(Labeled shape records)
┄┄┄┄┄┄
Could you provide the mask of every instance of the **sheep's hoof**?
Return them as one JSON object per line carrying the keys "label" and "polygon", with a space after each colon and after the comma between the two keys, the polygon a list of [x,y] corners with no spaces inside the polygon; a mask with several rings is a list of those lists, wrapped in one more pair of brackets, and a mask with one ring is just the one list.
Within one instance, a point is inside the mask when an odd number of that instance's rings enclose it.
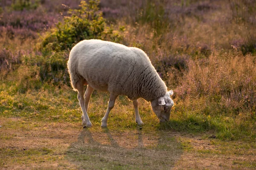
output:
{"label": "sheep's hoof", "polygon": [[135,121],[135,122],[137,123],[137,124],[138,124],[138,125],[139,126],[143,126],[144,125],[144,123],[141,120],[140,120],[140,121]]}

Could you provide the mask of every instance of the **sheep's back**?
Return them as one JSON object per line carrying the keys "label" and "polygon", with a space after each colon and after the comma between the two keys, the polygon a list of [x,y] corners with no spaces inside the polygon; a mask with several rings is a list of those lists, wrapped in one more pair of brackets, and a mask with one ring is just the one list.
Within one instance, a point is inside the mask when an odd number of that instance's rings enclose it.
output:
{"label": "sheep's back", "polygon": [[77,73],[93,88],[129,97],[134,96],[130,92],[136,73],[149,61],[133,49],[109,42],[84,40],[72,49],[69,60]]}

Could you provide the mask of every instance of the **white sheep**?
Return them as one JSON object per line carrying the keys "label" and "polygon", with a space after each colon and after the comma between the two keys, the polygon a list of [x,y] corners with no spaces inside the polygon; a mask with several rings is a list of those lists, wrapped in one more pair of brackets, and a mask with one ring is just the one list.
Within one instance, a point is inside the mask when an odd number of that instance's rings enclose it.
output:
{"label": "white sheep", "polygon": [[[110,94],[102,127],[107,127],[108,114],[119,95],[133,101],[135,122],[139,125],[143,124],[138,109],[137,99],[140,97],[151,102],[160,122],[169,120],[174,105],[170,96],[173,91],[167,91],[165,83],[142,50],[99,40],[84,40],[70,51],[67,67],[71,85],[78,91],[83,125],[92,126],[87,110],[94,89]],[[84,85],[88,85],[84,96]]]}

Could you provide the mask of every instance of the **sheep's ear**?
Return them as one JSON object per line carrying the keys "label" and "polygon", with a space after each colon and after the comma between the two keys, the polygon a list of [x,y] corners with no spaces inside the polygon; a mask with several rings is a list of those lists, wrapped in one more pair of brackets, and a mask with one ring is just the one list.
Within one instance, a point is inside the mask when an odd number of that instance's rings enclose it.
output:
{"label": "sheep's ear", "polygon": [[169,95],[170,96],[172,96],[172,95],[173,94],[173,91],[172,91],[172,90],[171,90],[170,91],[168,91],[167,93],[168,93],[168,94],[169,94]]}
{"label": "sheep's ear", "polygon": [[159,99],[158,99],[158,104],[159,105],[165,105],[165,102],[164,101],[164,99],[163,97],[160,97]]}

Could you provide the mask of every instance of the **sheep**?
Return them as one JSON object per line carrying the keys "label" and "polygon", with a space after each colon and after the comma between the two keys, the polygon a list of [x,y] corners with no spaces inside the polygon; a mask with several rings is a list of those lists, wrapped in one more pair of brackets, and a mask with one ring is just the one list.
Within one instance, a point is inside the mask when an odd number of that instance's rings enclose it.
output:
{"label": "sheep", "polygon": [[[126,96],[133,101],[135,122],[143,125],[139,113],[138,99],[150,102],[160,122],[169,121],[174,102],[147,54],[135,47],[99,40],[84,40],[71,49],[67,67],[73,89],[82,111],[82,124],[92,124],[87,111],[94,89],[110,93],[108,107],[101,120],[101,127],[107,127],[108,114],[116,97]],[[84,96],[84,85],[87,85]]]}

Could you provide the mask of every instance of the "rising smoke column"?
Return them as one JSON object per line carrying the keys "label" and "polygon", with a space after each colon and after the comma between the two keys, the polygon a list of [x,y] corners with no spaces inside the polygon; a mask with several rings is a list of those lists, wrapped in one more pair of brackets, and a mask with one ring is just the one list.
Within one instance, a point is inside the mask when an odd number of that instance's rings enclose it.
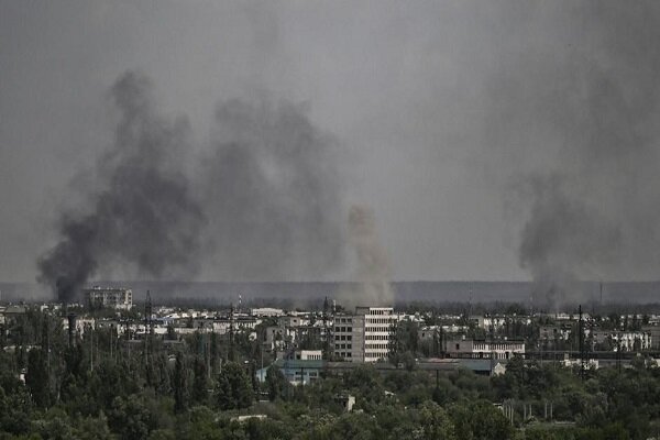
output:
{"label": "rising smoke column", "polygon": [[344,301],[362,306],[392,306],[392,265],[378,239],[376,218],[369,207],[351,206],[349,240],[355,250],[358,286],[342,294]]}
{"label": "rising smoke column", "polygon": [[304,106],[229,100],[202,165],[215,276],[320,279],[342,260],[339,143]]}
{"label": "rising smoke column", "polygon": [[120,77],[111,96],[121,119],[97,165],[102,189],[89,195],[90,211],[62,216],[59,242],[37,261],[37,279],[63,301],[101,264],[155,277],[196,268],[205,217],[180,168],[188,125],[155,112],[151,82],[140,74]]}
{"label": "rising smoke column", "polygon": [[517,166],[507,187],[524,219],[520,264],[551,302],[557,292],[580,299],[574,280],[656,278],[660,6],[529,9],[546,30],[516,29],[513,40],[542,44],[504,51],[486,129]]}

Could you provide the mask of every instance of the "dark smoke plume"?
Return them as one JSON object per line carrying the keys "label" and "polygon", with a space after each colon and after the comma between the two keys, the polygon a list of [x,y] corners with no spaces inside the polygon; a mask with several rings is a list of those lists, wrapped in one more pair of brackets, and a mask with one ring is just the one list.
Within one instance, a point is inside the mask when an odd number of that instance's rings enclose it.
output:
{"label": "dark smoke plume", "polygon": [[[61,300],[101,268],[173,278],[204,262],[219,280],[319,279],[338,268],[339,144],[304,107],[221,103],[199,161],[188,124],[155,112],[147,78],[125,74],[111,91],[121,121],[98,164],[102,189],[90,212],[63,216],[62,240],[38,260],[40,282]],[[195,185],[186,162],[197,166]]]}
{"label": "dark smoke plume", "polygon": [[[487,128],[491,145],[519,166],[513,187],[525,216],[520,263],[550,302],[580,299],[574,282],[581,279],[654,278],[660,6],[530,9],[550,33],[552,23],[566,31],[506,53],[492,78]],[[542,162],[530,163],[535,155]]]}
{"label": "dark smoke plume", "polygon": [[341,262],[338,142],[289,102],[218,106],[202,166],[216,276],[319,279]]}
{"label": "dark smoke plume", "polygon": [[38,262],[38,280],[69,301],[100,265],[165,276],[195,270],[205,217],[180,170],[188,127],[156,114],[147,78],[123,75],[111,95],[121,120],[97,166],[91,211],[63,216],[62,239]]}
{"label": "dark smoke plume", "polygon": [[353,205],[349,211],[349,240],[356,256],[356,286],[341,294],[344,305],[394,305],[392,264],[378,239],[376,218],[369,207]]}

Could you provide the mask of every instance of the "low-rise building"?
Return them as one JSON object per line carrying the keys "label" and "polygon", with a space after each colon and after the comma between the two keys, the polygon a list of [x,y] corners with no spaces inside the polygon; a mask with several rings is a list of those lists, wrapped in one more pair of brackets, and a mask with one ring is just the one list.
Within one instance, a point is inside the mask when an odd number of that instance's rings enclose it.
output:
{"label": "low-rise building", "polygon": [[82,290],[87,305],[95,308],[112,308],[131,310],[133,307],[133,290],[128,288],[94,286]]}
{"label": "low-rise building", "polygon": [[525,342],[510,340],[476,341],[473,339],[454,339],[447,341],[447,354],[459,358],[512,359],[515,354],[525,354]]}

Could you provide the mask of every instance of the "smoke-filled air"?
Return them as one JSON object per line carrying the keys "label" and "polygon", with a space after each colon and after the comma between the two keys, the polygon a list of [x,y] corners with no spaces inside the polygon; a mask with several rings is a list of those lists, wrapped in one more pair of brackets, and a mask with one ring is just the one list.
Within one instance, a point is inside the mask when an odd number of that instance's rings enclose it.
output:
{"label": "smoke-filled air", "polygon": [[579,280],[660,267],[660,28],[657,4],[546,12],[571,33],[509,54],[490,79],[486,128],[496,151],[539,152],[506,188],[522,219],[519,262],[538,298],[560,304],[584,298]]}
{"label": "smoke-filled air", "polygon": [[160,117],[152,92],[135,73],[111,89],[121,116],[97,165],[102,189],[88,195],[90,211],[62,215],[62,239],[37,263],[38,280],[59,300],[74,299],[101,264],[128,263],[152,277],[195,272],[206,220],[182,170],[189,128]]}
{"label": "smoke-filled air", "polygon": [[0,279],[658,279],[658,1],[0,8]]}
{"label": "smoke-filled air", "polygon": [[341,293],[346,305],[392,306],[392,263],[376,228],[373,209],[353,205],[349,210],[349,242],[355,255],[353,284]]}
{"label": "smoke-filled air", "polygon": [[160,116],[153,94],[138,73],[112,87],[121,116],[97,164],[101,189],[87,195],[89,210],[62,213],[61,241],[38,258],[41,283],[67,301],[101,265],[190,279],[210,260],[219,279],[263,280],[339,264],[338,143],[301,106],[222,102],[210,151],[195,156],[186,119]]}

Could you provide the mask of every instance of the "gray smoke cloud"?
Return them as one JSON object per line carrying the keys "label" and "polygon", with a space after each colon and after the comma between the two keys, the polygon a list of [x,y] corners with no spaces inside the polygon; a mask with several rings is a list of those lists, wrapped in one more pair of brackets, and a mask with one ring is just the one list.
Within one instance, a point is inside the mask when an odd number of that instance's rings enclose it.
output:
{"label": "gray smoke cloud", "polygon": [[355,251],[356,285],[341,293],[344,304],[355,306],[392,306],[392,263],[381,244],[374,211],[353,205],[349,211],[349,242]]}
{"label": "gray smoke cloud", "polygon": [[180,169],[188,125],[154,108],[150,80],[127,73],[111,89],[121,113],[116,142],[98,163],[102,189],[90,212],[65,212],[61,241],[40,257],[38,280],[74,299],[100,265],[127,263],[161,277],[195,271],[205,217]]}
{"label": "gray smoke cloud", "polygon": [[[486,133],[524,164],[508,186],[524,219],[520,264],[541,299],[563,302],[583,295],[578,280],[659,267],[660,8],[582,2],[551,13],[566,24],[565,45],[508,54],[491,78]],[[536,163],[525,162],[530,152]]]}
{"label": "gray smoke cloud", "polygon": [[338,141],[288,101],[218,105],[202,165],[219,279],[322,279],[342,260]]}
{"label": "gray smoke cloud", "polygon": [[158,116],[152,95],[135,73],[112,87],[121,121],[96,170],[101,189],[88,195],[88,212],[64,212],[62,240],[37,262],[41,283],[70,300],[117,266],[190,278],[210,265],[216,279],[283,280],[322,278],[340,265],[339,143],[305,106],[220,103],[200,160],[186,120]]}

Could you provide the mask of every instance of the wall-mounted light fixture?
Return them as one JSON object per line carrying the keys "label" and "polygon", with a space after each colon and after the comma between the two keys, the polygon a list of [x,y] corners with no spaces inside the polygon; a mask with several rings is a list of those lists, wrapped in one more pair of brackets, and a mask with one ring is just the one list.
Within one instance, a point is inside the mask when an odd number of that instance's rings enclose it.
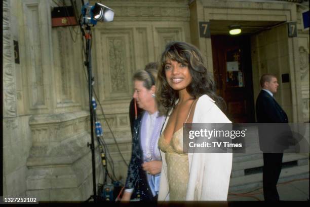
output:
{"label": "wall-mounted light fixture", "polygon": [[236,24],[229,26],[229,34],[231,35],[239,34],[241,33],[241,26]]}

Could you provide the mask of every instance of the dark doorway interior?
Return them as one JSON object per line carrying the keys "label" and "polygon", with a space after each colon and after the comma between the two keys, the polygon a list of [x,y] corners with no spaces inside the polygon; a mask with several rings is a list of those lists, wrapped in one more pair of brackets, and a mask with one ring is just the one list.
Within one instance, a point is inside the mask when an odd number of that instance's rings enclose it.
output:
{"label": "dark doorway interior", "polygon": [[255,122],[251,41],[248,36],[212,35],[214,80],[224,111],[235,123]]}

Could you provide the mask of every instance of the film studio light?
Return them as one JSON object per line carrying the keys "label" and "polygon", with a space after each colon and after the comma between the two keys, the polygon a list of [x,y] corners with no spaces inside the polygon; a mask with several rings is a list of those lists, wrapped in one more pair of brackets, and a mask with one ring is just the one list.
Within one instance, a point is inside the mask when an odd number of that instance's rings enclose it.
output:
{"label": "film studio light", "polygon": [[95,25],[97,22],[110,22],[114,18],[114,11],[109,8],[100,3],[90,6],[89,3],[82,8],[83,23]]}
{"label": "film studio light", "polygon": [[229,34],[231,35],[236,35],[241,33],[241,27],[239,25],[230,25],[229,28]]}

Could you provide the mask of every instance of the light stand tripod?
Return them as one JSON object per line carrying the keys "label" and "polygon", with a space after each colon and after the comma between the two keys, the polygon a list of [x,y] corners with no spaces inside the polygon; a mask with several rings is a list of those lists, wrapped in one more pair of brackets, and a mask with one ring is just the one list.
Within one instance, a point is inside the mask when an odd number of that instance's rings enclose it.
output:
{"label": "light stand tripod", "polygon": [[[83,15],[83,21],[80,23],[80,28],[83,36],[85,38],[86,49],[85,51],[85,56],[86,60],[85,64],[87,66],[88,76],[88,93],[89,111],[90,114],[90,126],[91,126],[91,143],[87,143],[87,146],[90,147],[92,153],[92,168],[93,171],[93,195],[86,200],[88,201],[91,199],[94,199],[94,202],[96,202],[99,200],[99,197],[97,195],[96,188],[96,167],[95,163],[95,143],[94,138],[94,121],[96,120],[96,103],[94,98],[93,98],[93,76],[92,74],[92,55],[91,55],[91,30],[89,24],[95,25],[97,24],[97,21],[103,22],[109,22],[113,21],[114,18],[114,12],[112,10],[100,3],[96,3],[94,6],[89,6],[89,3],[84,4],[84,0],[82,0],[83,5],[82,14]],[[85,26],[85,29],[83,29],[83,25]],[[84,43],[83,43],[84,44]],[[93,102],[94,99],[94,102]],[[97,123],[98,122],[98,123]],[[99,137],[102,135],[102,129],[100,122],[96,122],[97,136]],[[98,129],[97,130],[98,127]],[[101,158],[102,162],[105,163],[104,154],[101,150]],[[105,166],[105,164],[103,164]],[[107,172],[107,168],[105,168],[106,173]]]}
{"label": "light stand tripod", "polygon": [[[81,29],[83,29],[81,28]],[[92,100],[93,97],[93,90],[92,90],[92,82],[93,82],[93,76],[92,73],[92,54],[91,54],[91,28],[88,25],[86,25],[86,32],[84,32],[84,30],[82,31],[83,36],[85,38],[86,40],[86,61],[85,61],[85,64],[87,67],[88,76],[88,94],[89,94],[89,111],[90,114],[90,126],[91,126],[91,143],[89,144],[87,143],[87,147],[90,148],[92,153],[92,168],[93,171],[93,194],[91,195],[89,198],[87,199],[87,201],[88,201],[91,199],[94,199],[94,202],[96,202],[98,200],[98,197],[97,196],[97,191],[96,189],[96,167],[95,163],[95,143],[94,142],[94,110],[93,108],[93,105],[92,104]]]}

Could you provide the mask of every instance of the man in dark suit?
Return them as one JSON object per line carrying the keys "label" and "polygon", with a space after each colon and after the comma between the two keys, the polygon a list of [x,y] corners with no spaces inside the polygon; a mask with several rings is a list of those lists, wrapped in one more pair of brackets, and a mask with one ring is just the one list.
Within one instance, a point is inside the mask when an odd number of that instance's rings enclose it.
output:
{"label": "man in dark suit", "polygon": [[[259,123],[288,123],[286,114],[274,98],[279,84],[276,76],[270,74],[263,75],[260,79],[262,89],[256,100],[256,109],[257,122]],[[270,128],[269,128],[270,129]],[[278,148],[276,152],[272,153],[270,149],[277,141],[273,137],[278,132],[268,130],[262,131],[259,127],[259,144],[263,154],[263,189],[265,201],[279,201],[277,184],[281,171],[283,150]],[[279,137],[277,137],[279,138]],[[282,145],[283,147],[285,145]],[[268,152],[268,153],[266,153]]]}

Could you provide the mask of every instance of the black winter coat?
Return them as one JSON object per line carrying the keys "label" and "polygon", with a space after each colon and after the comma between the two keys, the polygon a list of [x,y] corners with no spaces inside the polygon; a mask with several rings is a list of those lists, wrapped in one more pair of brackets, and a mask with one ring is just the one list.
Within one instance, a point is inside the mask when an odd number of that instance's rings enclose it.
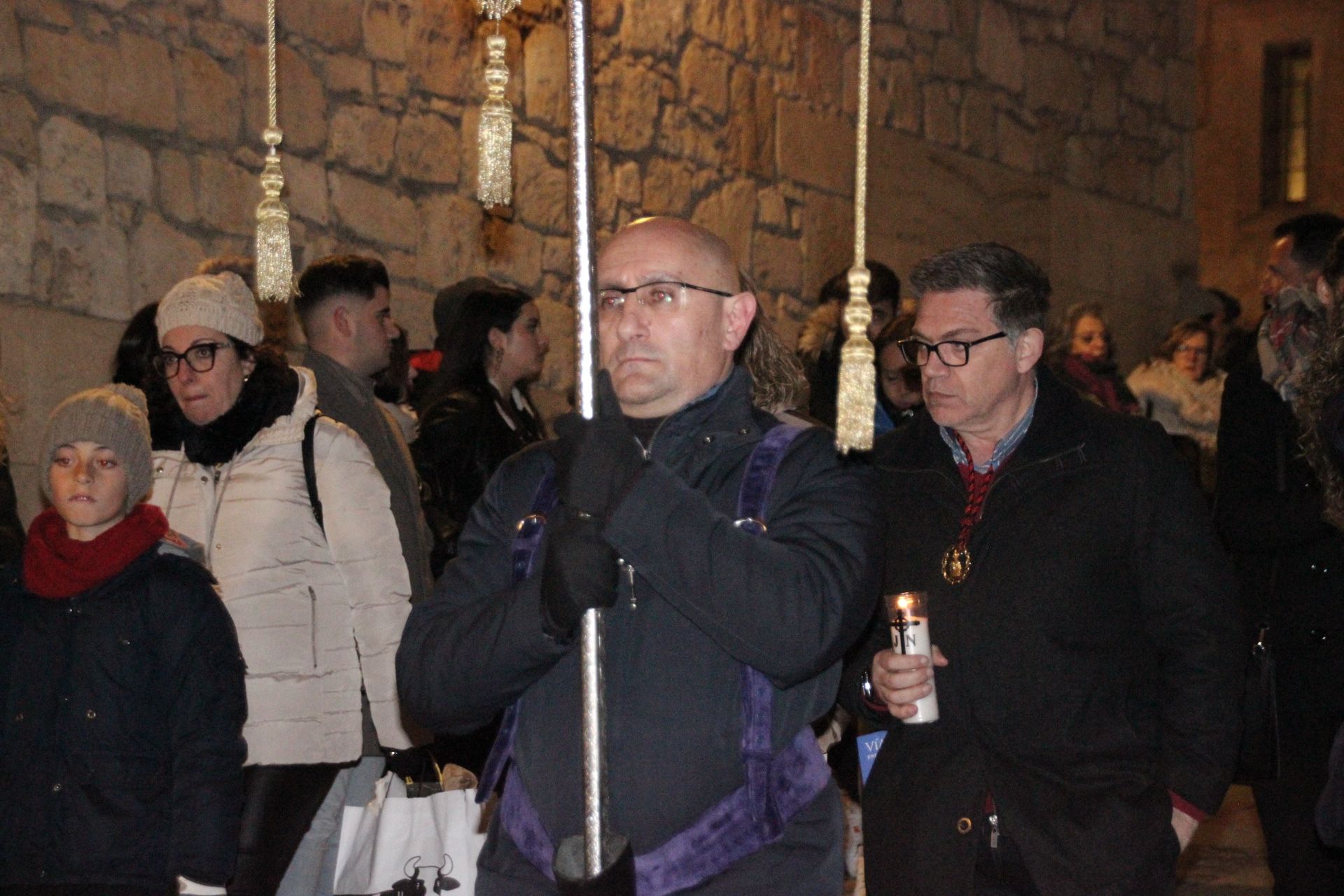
┄┄┄┄┄┄
## [SET EXERCISE]
Pull out every line of the listing that contains the string "studio", and copy each one in full.

## [EXERCISE RESPONSE]
Could you provide the mask of every instance of the film studio light?
{"label": "film studio light", "polygon": [[95,25],[97,22],[110,22],[114,18],[114,11],[109,8],[100,3],[90,6],[89,3],[82,8],[83,23]]}
{"label": "film studio light", "polygon": [[229,34],[231,35],[236,35],[241,33],[241,27],[239,25],[230,25],[229,28]]}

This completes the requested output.